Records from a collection
>> START

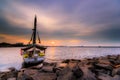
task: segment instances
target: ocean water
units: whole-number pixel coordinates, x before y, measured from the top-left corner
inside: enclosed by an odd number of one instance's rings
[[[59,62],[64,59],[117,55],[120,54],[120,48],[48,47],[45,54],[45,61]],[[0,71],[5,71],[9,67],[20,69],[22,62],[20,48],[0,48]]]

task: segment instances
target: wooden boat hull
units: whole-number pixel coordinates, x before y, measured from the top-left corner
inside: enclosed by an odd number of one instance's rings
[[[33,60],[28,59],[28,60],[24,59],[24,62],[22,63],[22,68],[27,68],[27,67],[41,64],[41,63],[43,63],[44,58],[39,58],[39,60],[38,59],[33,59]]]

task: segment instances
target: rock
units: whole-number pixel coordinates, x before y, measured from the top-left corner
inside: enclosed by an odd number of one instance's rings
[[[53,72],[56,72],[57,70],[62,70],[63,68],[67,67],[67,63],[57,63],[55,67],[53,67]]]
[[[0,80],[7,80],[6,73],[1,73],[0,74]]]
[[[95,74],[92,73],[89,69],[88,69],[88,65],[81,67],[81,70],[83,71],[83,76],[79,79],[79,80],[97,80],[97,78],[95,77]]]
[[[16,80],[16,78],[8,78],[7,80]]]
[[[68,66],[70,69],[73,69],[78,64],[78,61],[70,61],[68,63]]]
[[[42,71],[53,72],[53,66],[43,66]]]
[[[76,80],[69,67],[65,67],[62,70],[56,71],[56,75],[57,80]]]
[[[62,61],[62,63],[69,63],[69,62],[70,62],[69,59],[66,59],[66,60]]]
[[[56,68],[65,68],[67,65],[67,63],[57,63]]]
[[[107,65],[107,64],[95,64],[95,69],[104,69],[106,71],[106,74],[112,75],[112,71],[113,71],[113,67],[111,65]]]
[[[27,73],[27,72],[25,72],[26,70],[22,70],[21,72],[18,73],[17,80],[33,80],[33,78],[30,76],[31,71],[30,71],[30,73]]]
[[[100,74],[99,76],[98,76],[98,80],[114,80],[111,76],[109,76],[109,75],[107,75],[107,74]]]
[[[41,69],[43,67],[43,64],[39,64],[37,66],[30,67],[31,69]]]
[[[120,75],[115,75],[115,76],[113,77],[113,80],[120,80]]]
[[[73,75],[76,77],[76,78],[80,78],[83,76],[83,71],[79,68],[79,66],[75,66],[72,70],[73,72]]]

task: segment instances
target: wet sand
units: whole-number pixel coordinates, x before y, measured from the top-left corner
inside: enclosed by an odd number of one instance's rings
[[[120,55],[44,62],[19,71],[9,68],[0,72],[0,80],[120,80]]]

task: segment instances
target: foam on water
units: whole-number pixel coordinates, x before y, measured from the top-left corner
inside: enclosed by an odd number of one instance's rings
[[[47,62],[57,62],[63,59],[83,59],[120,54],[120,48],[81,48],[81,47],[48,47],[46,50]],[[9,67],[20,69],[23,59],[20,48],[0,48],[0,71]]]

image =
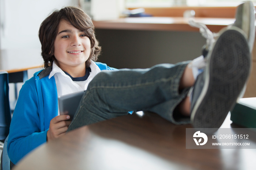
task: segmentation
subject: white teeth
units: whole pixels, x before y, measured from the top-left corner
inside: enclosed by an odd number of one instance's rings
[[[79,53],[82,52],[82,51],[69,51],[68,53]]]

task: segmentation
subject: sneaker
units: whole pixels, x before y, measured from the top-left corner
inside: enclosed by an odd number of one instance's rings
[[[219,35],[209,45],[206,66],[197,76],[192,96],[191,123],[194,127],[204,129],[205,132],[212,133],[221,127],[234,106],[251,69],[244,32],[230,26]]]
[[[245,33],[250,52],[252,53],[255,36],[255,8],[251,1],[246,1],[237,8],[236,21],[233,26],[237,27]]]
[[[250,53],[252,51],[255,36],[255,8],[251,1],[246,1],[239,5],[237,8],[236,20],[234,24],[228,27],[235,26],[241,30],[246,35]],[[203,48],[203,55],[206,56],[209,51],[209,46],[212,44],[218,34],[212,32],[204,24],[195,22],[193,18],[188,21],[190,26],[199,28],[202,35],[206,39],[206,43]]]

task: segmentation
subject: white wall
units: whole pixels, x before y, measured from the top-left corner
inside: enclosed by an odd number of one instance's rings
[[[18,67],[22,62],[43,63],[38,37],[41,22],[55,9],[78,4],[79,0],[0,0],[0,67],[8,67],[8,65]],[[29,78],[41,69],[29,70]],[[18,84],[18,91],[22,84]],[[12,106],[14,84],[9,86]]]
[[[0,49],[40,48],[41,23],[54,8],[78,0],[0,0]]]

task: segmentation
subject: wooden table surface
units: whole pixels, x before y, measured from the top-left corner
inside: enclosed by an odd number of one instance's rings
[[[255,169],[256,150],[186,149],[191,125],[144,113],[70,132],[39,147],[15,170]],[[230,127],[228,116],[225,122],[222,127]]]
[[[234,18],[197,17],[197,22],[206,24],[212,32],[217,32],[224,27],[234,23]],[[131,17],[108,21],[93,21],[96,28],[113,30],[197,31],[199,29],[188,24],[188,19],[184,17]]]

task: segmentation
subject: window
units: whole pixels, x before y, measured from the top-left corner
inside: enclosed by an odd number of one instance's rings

>> END

**WHAT THIS TASK INVOLVES:** Copy out all of the material exactly as written, without its pictures.

**ANSWER TO THE PROBLEM:**
task: segment instances
target: ocean water
units: whole-number pixel coordinates, x before y, measured from the top-left corner
inside: enclosed by an odd number of one instance's rings
[[[59,62],[64,59],[117,55],[120,54],[120,48],[48,47],[45,54],[45,61]],[[0,71],[5,71],[9,67],[20,69],[22,62],[20,48],[0,48]]]

task: segment instances
target: wooden boat hull
units: whole-number pixel coordinates, x before y, measured from the top-left corner
inside: enclosed by an odd number of one instance's rings
[[[33,60],[28,59],[28,60],[24,59],[24,62],[22,63],[22,68],[27,68],[27,67],[41,64],[41,63],[43,63],[44,58],[39,58],[39,60],[38,59],[33,59]]]

task: segment instances
target: rock
units: whole-number pixel coordinates, x before y, measured from the top-left corner
inside: enclosed by an odd number of one instance's rings
[[[53,72],[56,72],[57,70],[62,70],[63,68],[67,67],[67,63],[57,63],[55,67],[53,67]]]
[[[0,80],[7,80],[6,73],[1,73],[0,74]]]
[[[95,74],[92,73],[89,69],[88,69],[88,65],[81,67],[81,70],[83,71],[83,76],[79,79],[79,80],[97,80],[97,78],[95,77]]]
[[[16,80],[16,78],[8,78],[7,80]]]
[[[68,66],[70,69],[73,69],[78,64],[78,61],[70,61],[68,63]]]
[[[42,71],[53,72],[53,66],[43,66]]]
[[[76,80],[69,67],[65,67],[62,70],[56,71],[56,75],[57,80]]]
[[[62,61],[62,63],[69,63],[69,62],[70,62],[69,59],[66,59],[66,60]]]
[[[56,68],[65,68],[67,65],[67,63],[57,63]]]
[[[107,65],[107,64],[95,64],[95,69],[104,69],[106,71],[106,74],[112,75],[112,71],[113,71],[113,67],[111,65]]]
[[[27,73],[27,72],[25,72],[26,70],[22,70],[21,72],[18,73],[17,80],[33,80],[33,78],[30,76],[31,71],[30,71],[30,73]]]
[[[100,74],[99,76],[98,76],[98,80],[114,80],[111,76],[109,76],[109,75],[107,75],[107,74]]]
[[[41,69],[43,67],[43,64],[39,64],[37,66],[30,67],[31,69]]]
[[[120,75],[115,75],[115,76],[113,77],[113,80],[120,80]]]
[[[73,75],[76,77],[76,78],[80,78],[83,76],[83,71],[79,68],[79,66],[75,66],[72,70],[73,72]]]

task: segment instances
target: wet sand
units: whole-number pixel coordinates, x before y, measured from the top-left corner
inside: enclosed by an odd number of one instance's rings
[[[120,55],[44,62],[19,71],[9,68],[0,72],[0,80],[120,80]]]

task: segment instances
target: foam on water
units: whole-number pixel coordinates, x before y, measured from the top-left corner
inside: enclosed by an odd number of one instance's rings
[[[47,62],[57,62],[63,59],[83,59],[120,54],[120,48],[81,48],[81,47],[48,47],[46,50]],[[9,67],[20,69],[23,59],[20,48],[0,48],[0,71]]]

image =
task: segmentation
subject: white teeth
units: whole pixels, x before y, measured from the top-left corner
inside: enclosed by an odd number of one instance's rings
[[[79,53],[82,52],[82,51],[69,51],[68,53]]]

task: segmentation
subject: sneaker
units: whole pixels, x before y, measured from the top-left corner
inside: enclosed by an odd number of one instance's rings
[[[219,35],[209,45],[206,66],[197,76],[192,96],[191,123],[194,127],[204,129],[205,132],[212,133],[221,127],[234,106],[251,69],[244,32],[230,26]]]
[[[245,33],[250,52],[252,53],[255,36],[255,8],[251,1],[246,1],[237,8],[236,21],[233,26],[237,27]]]
[[[250,53],[252,51],[255,36],[255,8],[251,1],[246,1],[239,5],[237,8],[236,20],[234,24],[228,27],[235,26],[241,30],[246,35]],[[203,48],[203,55],[206,56],[209,51],[209,46],[212,44],[218,34],[212,32],[204,24],[195,22],[193,18],[188,21],[190,26],[199,28],[202,35],[206,39],[206,43]]]

task: segmentation
subject: white wall
units: whole pixels, x before y, measured from the top-left corner
inside: enclosed by an odd number of one instance's rings
[[[18,67],[22,62],[43,63],[38,37],[41,22],[55,9],[78,4],[79,0],[0,0],[0,67],[8,67],[8,65]],[[29,78],[41,69],[29,70]],[[18,84],[18,91],[22,84]],[[12,106],[14,84],[9,86]]]
[[[0,49],[40,48],[41,23],[54,8],[78,0],[0,0]]]

task: segmentation
subject: wooden table surface
units: whole pixels, x before y, measured from the top-left corner
inside: enclosed by an odd number of one instance's rings
[[[255,169],[256,150],[186,149],[191,125],[144,113],[70,132],[39,147],[15,170]],[[230,127],[228,116],[225,122],[222,127]]]
[[[234,18],[197,17],[197,22],[206,24],[212,32],[217,32],[224,27],[234,23]],[[131,17],[108,21],[93,21],[96,28],[113,30],[197,31],[199,29],[188,24],[188,19],[184,17]]]

task: segmentation
subject: window
units: whole pixels, x before y, measured from the top-left corner
inside: enclosed by an odd number of one instance's rings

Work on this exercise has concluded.